Bounding box annotation rows>
____________
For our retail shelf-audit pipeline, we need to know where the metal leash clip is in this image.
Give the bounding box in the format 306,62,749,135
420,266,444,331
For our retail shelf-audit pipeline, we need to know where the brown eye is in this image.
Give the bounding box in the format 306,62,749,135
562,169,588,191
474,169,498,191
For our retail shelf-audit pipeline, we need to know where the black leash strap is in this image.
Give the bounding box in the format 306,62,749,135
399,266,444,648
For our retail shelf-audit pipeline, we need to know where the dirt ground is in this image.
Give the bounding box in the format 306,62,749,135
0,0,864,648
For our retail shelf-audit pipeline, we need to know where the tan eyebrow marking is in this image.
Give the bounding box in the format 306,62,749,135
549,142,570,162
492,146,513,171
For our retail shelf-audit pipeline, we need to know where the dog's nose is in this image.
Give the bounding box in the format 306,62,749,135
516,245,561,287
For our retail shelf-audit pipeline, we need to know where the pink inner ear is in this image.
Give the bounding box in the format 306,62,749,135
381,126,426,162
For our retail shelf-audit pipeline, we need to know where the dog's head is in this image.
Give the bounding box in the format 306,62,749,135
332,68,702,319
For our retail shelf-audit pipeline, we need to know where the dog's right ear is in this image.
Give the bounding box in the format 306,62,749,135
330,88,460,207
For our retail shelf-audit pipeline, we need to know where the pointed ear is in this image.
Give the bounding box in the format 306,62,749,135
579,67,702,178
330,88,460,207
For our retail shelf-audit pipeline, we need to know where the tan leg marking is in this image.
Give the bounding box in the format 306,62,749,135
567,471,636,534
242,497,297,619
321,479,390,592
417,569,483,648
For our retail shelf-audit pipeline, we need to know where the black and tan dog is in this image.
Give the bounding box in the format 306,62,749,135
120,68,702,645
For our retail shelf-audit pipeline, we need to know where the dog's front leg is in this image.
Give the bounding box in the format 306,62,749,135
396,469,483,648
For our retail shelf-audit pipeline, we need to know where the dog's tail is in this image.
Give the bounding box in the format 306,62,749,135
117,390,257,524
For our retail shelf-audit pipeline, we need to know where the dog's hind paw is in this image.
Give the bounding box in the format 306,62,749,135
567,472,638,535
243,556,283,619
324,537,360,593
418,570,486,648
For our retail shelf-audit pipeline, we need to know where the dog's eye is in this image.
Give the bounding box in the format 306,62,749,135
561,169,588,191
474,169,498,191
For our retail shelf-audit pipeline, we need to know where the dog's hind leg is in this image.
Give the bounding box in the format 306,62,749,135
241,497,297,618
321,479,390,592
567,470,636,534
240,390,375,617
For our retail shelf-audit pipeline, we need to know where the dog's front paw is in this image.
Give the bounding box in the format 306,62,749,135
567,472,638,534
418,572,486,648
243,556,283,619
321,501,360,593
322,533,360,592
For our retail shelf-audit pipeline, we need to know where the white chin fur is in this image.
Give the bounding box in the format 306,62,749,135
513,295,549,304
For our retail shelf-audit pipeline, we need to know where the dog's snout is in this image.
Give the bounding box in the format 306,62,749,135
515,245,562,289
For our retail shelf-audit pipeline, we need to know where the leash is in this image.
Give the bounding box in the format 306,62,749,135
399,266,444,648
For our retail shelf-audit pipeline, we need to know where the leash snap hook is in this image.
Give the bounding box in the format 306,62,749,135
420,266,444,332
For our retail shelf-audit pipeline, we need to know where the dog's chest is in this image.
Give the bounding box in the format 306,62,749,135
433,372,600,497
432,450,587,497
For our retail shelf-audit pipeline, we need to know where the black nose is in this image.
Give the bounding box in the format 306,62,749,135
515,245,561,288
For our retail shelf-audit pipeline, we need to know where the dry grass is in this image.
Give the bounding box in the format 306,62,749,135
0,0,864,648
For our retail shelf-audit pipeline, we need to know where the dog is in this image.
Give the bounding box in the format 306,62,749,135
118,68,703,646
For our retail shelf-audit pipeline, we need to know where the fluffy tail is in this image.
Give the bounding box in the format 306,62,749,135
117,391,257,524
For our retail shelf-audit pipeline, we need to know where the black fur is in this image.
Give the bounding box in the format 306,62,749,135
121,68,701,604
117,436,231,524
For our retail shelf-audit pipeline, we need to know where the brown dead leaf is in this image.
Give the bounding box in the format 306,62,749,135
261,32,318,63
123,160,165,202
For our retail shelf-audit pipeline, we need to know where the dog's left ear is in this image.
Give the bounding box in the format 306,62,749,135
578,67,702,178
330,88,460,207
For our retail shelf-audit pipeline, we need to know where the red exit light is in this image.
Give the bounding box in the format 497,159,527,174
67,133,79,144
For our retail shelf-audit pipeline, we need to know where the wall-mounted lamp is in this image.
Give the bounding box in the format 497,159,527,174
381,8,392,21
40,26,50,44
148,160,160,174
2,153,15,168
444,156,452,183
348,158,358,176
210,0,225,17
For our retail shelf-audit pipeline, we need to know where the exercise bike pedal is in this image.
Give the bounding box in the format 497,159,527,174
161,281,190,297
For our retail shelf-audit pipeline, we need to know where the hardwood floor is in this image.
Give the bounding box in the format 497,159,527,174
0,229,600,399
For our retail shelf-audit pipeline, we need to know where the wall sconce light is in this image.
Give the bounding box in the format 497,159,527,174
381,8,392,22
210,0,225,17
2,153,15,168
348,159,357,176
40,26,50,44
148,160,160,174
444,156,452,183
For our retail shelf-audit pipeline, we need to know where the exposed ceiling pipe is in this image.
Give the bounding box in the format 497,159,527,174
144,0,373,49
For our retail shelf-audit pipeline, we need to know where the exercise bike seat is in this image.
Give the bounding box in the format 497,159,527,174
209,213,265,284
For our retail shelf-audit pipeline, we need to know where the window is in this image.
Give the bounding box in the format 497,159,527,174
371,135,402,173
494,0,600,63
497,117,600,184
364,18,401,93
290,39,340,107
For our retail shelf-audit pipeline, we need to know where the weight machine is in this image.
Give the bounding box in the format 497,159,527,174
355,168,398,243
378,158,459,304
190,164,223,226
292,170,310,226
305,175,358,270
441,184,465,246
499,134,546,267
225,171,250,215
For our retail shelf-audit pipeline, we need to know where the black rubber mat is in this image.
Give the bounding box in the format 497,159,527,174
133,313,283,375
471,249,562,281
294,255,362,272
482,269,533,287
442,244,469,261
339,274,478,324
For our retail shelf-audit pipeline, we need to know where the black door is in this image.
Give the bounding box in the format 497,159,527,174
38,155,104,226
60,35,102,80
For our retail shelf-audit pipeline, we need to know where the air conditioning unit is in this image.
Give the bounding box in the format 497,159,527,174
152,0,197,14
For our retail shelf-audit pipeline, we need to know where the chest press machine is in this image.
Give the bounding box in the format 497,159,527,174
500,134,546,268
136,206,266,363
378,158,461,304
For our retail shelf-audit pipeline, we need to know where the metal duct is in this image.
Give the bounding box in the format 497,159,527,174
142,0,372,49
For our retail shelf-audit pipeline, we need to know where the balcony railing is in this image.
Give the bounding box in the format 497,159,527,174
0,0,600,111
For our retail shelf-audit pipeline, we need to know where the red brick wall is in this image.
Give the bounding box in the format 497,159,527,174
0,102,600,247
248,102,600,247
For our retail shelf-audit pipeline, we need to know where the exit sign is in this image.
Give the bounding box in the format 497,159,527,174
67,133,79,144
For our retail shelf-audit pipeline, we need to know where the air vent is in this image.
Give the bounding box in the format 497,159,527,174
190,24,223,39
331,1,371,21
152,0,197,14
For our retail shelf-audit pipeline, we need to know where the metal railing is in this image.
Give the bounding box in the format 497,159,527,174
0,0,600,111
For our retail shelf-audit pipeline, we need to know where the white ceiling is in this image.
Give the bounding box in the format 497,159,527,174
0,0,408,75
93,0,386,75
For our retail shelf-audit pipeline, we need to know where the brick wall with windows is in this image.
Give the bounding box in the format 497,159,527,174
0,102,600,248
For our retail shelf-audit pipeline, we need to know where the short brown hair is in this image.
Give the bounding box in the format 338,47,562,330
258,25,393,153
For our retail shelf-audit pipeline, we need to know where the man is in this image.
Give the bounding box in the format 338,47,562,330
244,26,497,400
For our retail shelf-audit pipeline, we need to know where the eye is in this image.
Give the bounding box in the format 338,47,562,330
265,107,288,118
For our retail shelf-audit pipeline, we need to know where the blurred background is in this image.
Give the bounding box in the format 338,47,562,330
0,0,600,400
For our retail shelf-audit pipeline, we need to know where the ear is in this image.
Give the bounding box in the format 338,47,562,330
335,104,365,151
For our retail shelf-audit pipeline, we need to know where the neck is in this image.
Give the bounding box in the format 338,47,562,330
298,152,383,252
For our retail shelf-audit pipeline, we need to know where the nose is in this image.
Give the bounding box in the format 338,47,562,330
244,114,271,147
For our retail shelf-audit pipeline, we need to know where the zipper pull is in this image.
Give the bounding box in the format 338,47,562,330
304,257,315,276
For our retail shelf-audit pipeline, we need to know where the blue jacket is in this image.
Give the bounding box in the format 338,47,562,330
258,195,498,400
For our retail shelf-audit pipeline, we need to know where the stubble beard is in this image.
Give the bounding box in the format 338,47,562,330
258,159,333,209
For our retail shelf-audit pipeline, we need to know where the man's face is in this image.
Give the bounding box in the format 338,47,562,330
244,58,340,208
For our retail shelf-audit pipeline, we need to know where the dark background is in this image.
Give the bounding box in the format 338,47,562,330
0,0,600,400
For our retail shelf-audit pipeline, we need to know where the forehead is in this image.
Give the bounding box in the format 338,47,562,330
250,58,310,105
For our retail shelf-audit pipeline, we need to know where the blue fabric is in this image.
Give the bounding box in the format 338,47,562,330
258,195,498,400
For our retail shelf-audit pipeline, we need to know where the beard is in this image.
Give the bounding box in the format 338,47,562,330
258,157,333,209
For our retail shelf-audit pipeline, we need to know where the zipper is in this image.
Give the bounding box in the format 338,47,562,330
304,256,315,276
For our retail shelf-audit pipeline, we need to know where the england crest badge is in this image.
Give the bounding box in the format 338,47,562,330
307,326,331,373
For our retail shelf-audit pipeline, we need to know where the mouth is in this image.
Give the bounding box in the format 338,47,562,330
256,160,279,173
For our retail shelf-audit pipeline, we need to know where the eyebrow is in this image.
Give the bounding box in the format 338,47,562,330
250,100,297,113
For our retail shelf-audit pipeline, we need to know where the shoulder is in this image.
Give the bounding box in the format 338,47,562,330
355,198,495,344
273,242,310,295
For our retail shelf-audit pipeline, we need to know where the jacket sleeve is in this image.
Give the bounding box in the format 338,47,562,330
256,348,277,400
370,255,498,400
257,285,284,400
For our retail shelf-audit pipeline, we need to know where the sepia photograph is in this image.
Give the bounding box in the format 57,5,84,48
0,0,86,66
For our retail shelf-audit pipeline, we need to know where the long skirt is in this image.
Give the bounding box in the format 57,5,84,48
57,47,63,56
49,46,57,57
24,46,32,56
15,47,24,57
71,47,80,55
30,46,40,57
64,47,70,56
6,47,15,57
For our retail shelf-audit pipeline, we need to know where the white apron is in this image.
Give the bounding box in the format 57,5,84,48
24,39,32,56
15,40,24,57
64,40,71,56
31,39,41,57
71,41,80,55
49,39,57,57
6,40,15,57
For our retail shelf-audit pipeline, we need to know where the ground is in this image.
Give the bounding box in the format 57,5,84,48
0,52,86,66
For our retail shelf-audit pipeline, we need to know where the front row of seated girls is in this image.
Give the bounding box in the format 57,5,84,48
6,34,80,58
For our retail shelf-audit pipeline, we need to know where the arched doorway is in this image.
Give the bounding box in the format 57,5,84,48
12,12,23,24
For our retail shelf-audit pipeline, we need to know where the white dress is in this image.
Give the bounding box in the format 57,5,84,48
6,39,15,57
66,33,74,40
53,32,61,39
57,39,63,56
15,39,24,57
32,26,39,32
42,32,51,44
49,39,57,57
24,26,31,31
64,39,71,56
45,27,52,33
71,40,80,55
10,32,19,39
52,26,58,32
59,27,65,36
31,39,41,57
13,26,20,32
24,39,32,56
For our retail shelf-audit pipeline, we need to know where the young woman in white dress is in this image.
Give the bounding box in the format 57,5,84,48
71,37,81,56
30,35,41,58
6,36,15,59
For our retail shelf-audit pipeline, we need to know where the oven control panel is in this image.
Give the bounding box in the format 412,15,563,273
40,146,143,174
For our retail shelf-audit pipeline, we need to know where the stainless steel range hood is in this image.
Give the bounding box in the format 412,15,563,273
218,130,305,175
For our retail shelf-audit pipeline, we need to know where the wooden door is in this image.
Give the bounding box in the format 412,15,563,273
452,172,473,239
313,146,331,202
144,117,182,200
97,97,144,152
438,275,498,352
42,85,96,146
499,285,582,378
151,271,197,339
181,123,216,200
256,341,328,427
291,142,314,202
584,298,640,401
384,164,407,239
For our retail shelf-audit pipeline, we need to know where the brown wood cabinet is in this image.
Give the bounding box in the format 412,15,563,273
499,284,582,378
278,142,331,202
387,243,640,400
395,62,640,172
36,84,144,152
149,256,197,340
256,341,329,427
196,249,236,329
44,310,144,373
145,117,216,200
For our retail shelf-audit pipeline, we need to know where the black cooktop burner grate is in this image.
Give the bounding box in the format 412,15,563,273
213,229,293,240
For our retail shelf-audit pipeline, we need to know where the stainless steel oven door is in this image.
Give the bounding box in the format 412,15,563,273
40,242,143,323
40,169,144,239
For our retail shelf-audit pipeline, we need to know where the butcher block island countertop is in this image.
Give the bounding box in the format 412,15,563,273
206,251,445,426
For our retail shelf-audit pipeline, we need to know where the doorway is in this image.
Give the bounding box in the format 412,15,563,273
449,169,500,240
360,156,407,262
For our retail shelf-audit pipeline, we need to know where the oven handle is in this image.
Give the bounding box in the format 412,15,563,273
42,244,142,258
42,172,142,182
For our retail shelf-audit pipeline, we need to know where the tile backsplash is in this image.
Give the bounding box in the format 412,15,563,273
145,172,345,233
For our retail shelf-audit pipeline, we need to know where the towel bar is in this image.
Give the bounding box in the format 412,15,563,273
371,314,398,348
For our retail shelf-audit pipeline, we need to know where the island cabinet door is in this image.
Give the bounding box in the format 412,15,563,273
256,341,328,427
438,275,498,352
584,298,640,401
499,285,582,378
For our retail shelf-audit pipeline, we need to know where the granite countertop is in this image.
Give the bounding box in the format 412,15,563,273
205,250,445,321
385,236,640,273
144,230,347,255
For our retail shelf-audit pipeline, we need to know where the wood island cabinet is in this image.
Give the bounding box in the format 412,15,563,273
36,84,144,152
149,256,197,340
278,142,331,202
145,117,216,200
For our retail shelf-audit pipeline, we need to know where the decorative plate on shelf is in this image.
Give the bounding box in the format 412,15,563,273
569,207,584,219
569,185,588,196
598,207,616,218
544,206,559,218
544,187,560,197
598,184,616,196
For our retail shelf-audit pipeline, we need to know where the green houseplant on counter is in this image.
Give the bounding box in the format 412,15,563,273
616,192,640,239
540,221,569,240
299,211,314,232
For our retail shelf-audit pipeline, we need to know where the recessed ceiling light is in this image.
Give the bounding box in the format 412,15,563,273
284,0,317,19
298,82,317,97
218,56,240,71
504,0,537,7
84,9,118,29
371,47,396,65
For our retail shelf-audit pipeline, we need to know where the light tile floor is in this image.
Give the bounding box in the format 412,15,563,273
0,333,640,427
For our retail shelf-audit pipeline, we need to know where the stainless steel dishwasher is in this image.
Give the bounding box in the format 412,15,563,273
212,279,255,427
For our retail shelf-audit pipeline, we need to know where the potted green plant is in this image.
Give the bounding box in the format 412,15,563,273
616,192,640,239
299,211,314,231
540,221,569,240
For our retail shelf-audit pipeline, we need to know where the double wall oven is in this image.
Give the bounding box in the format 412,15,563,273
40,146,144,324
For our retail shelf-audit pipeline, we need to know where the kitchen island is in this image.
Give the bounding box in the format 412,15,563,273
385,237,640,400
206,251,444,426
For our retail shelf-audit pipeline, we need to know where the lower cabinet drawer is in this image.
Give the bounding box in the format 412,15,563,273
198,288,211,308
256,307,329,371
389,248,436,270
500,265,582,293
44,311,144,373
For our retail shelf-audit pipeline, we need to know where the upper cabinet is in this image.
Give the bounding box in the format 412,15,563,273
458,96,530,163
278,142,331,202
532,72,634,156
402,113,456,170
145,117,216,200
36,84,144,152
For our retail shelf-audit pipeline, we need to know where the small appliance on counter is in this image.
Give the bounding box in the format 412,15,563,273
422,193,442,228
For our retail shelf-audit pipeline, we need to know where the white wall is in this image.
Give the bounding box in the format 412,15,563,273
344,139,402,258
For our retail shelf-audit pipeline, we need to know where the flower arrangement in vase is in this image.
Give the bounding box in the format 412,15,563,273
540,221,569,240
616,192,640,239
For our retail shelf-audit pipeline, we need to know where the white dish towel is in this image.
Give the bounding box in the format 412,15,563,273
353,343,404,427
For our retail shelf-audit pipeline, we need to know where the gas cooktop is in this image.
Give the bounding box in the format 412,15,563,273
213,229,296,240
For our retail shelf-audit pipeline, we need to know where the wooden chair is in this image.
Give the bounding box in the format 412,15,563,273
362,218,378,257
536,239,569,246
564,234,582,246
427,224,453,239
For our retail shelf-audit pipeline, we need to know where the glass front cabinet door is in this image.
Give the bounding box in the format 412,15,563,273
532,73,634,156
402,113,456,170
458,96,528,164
____________
Task description> Put the rows from the line containing "leaf is in this image." through the line containing "225,171,250,215", inclusive, into a JSON list of strings with one string per line, omitting blank lines.

Written answer>
[
  "For our retail shelf-audit pipeline, we need to know where the brown dead leaf is in this image.",
  "Give the bounding box in the format 306,62,749,135",
  "261,32,318,63",
  "123,160,165,202",
  "For our retail shelf-audit pipeline, we need to know where the dog's left ear is in this image.",
  "Give the bounding box in the format 306,62,749,135",
  "578,67,702,178",
  "330,88,460,207",
  "For our retail shelf-audit pipeline, we need to know where the red exit light is in this image.",
  "Give the bounding box in the format 497,159,527,174",
  "67,133,79,144",
  "For our retail shelf-audit pipeline, we need to know where the wall-mounted lamp is in this image.",
  "Give the bounding box in the format 497,159,527,174",
  "381,8,392,21",
  "40,26,50,44",
  "148,160,160,174",
  "2,153,15,168",
  "444,156,452,183",
  "348,158,358,176",
  "210,0,225,17",
  "For our retail shelf-audit pipeline, we need to know where the exercise bike pedal is in this image.",
  "Give the bounding box in the format 497,159,527,174",
  "161,281,190,297",
  "For our retail shelf-audit pipeline, we need to know where the hardwood floor is in this image.",
  "Give the bounding box in the format 497,159,527,174",
  "0,229,600,399",
  "For our retail shelf-audit pipeline, we need to know where the wall sconce light is in this image.",
  "Give the bounding box in the format 497,159,527,174",
  "381,8,392,22",
  "210,0,225,17",
  "2,153,15,168",
  "348,159,357,176",
  "40,26,50,44",
  "148,160,160,174",
  "444,156,452,183",
  "For our retail shelf-audit pipeline, we need to know where the exposed ceiling pipe is in this image.",
  "Give the bounding box in the format 497,159,527,174",
  "144,0,373,49",
  "For our retail shelf-audit pipeline, we need to know where the exercise bike seat is in this image.",
  "Give the bounding box in the format 497,159,527,174",
  "209,213,265,284",
  "For our retail shelf-audit pipeline, we need to know where the window is in this image.",
  "Give the bounding box in the format 497,159,527,174",
  "371,135,402,173",
  "494,0,600,63",
  "497,117,600,184",
  "364,18,401,93",
  "290,39,340,107",
  "For our retail shelf-audit pipeline, we need to know where the weight machine is in this image.",
  "Give the bounding box in the format 497,159,527,174",
  "355,168,398,243",
  "378,158,459,304",
  "190,164,223,226",
  "292,170,310,226",
  "305,175,358,270",
  "441,184,465,246",
  "499,134,546,267",
  "225,171,250,215"
]